Nema, Ashutosh via llvm-dev

2016-Jul-01 10:06 UTC

head link

[llvm-dev] [Proposal][RFC] Strided Memory Access Vectorization

> >Probably can depend on the support provided by below RFC by Michael:
> > "Allow loop vectorizer to choose vector widths that generate
illegal types"
> >In that case Loop Vectorizer will consider the cost of bigger types and
> generate gather / scatter of same type. Later code generation will generate
the
> desired instruction[s] by breaking the bigger types into target
>supported.
> 
> Hopefully, you can come up with a short term workaround, if the progress of
> Michael's work is behind yours.
We can skip those cases for now, whenever the vector factor for a type goes 
beyond the target support will disable stride memory vectorization.
Once Michael work accepted will enable it to consider these cases.

Regards,
Ashutosh
> -----Original Message-----
> From: Saito, Hideki [mailto:hideki.saito at intel.com]
> Sent: Thursday, June 30, 2016 11:12 PM
> To: Nema, Ashutosh <Ashutosh.Nema at amd.com>; Demikhovsky, Elena
> <elena.demikhovsky at intel.com>; silviu.baranga at gmail.com; Zaks,
Ayal
> <ayal.zaks at intel.com>
> Cc: llvm-dev <llvm-dev at lists.llvm.org>; asbirlea at google.com;
> renato.golin at linaro.org; mssimpso at codeaurora.org; kv.bhat at
samsung.com;
> Shahid, Asghar-ahmad <Asghar-ahmad.Shahid at amd.com>;
> sanjoy at playingwithpointers.com; mzolotukhin at apple.com; Michael
> Kuperstein <mkuper at google.com>
> Subject: RE: [llvm-dev] [Proposal][RFC] Strided Memory Access Vectorization
> 
> 
> As a strong advocate of logical vector representation, I'm counting on
> community liking Michael's RFC and that'll proceed sooner than
later.

> [DATASET EXCERPTS]:

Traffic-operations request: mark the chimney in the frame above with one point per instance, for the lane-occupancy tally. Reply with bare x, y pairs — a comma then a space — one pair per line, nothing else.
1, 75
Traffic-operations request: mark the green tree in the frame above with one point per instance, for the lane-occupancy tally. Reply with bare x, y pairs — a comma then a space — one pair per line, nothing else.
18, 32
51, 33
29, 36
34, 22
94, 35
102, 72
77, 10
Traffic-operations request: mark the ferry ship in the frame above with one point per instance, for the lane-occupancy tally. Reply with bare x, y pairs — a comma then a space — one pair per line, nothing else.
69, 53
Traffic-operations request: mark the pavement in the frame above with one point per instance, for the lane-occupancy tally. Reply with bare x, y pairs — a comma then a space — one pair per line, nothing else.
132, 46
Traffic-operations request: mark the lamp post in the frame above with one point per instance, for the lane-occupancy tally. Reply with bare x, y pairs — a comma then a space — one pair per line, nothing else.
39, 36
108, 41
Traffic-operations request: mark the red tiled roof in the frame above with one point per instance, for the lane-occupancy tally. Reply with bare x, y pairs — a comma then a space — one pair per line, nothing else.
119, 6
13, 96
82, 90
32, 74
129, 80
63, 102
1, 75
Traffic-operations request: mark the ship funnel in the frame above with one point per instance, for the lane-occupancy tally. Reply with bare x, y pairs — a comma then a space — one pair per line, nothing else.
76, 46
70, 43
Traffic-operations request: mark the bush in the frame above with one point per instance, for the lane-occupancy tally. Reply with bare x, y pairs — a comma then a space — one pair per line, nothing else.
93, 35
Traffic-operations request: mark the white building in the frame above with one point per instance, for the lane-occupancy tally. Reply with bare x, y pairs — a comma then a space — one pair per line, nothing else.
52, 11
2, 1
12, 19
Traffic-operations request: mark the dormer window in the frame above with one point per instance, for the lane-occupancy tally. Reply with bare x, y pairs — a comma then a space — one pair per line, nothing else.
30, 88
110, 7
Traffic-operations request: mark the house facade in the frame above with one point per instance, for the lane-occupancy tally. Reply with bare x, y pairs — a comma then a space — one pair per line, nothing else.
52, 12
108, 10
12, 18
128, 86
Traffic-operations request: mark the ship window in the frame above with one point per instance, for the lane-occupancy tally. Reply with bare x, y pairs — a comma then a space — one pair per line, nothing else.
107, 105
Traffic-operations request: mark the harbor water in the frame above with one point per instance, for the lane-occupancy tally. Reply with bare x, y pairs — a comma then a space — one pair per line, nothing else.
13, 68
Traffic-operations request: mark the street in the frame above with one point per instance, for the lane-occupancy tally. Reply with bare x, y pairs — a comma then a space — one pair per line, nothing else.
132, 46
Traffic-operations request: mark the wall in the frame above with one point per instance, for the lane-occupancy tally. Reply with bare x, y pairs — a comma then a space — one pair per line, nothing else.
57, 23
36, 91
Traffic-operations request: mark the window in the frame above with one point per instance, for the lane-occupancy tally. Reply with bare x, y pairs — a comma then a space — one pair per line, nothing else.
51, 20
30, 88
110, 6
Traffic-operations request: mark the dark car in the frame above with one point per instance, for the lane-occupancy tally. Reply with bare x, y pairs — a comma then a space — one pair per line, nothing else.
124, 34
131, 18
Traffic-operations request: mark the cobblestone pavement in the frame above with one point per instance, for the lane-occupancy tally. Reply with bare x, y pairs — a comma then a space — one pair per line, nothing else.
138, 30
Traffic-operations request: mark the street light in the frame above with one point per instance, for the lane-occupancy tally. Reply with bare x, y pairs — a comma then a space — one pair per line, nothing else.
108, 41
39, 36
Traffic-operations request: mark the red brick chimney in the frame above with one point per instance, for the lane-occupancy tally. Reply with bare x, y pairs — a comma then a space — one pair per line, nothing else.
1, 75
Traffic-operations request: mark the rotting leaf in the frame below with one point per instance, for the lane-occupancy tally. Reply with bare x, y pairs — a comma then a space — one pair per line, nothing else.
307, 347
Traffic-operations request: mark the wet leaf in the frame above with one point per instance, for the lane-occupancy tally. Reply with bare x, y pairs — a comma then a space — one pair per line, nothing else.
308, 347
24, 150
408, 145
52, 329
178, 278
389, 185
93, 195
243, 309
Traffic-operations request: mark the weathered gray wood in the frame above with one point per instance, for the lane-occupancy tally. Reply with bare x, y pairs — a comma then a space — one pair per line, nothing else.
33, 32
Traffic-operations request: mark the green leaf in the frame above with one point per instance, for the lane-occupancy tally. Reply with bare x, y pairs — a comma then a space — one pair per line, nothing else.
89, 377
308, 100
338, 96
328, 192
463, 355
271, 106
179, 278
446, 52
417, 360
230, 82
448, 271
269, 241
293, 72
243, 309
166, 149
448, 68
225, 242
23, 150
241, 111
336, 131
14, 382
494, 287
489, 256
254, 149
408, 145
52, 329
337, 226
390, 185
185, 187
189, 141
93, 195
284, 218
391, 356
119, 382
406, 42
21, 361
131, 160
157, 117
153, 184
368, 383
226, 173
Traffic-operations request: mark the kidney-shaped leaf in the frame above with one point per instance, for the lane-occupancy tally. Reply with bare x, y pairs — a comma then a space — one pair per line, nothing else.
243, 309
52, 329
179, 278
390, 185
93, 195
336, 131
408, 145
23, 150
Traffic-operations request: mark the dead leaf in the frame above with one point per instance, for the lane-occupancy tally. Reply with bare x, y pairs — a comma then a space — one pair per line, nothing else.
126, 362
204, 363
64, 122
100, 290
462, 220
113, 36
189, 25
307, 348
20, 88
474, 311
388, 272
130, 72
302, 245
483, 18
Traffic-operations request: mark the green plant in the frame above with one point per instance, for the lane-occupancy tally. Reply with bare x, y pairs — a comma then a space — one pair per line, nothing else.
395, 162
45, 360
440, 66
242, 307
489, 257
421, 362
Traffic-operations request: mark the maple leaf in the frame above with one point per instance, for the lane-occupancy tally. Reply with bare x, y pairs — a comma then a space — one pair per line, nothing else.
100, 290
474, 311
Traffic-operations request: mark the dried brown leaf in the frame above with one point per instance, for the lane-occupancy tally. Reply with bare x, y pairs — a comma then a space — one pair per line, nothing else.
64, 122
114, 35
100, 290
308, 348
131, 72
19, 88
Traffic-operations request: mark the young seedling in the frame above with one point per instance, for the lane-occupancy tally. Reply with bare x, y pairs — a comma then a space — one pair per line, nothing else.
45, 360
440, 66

> [WHAT YOU WILL DO]:
Answer these questions about the mailing-list post on strided memory access vectorization:
1. Who sent the quoted original message, and at what date and time?
2. What is the title of the RFC by Michael that the post cites?
3. What will be disabled when a type's vector factor goes beyond target support?

> [ANSWER]:
1. Saito, Hideki, on Thursday, June 30, 2016 at 11:12 PM.
2. "Allow loop vectorizer to choose vector widths that generate illegal types."
3. Stride memory vectorization.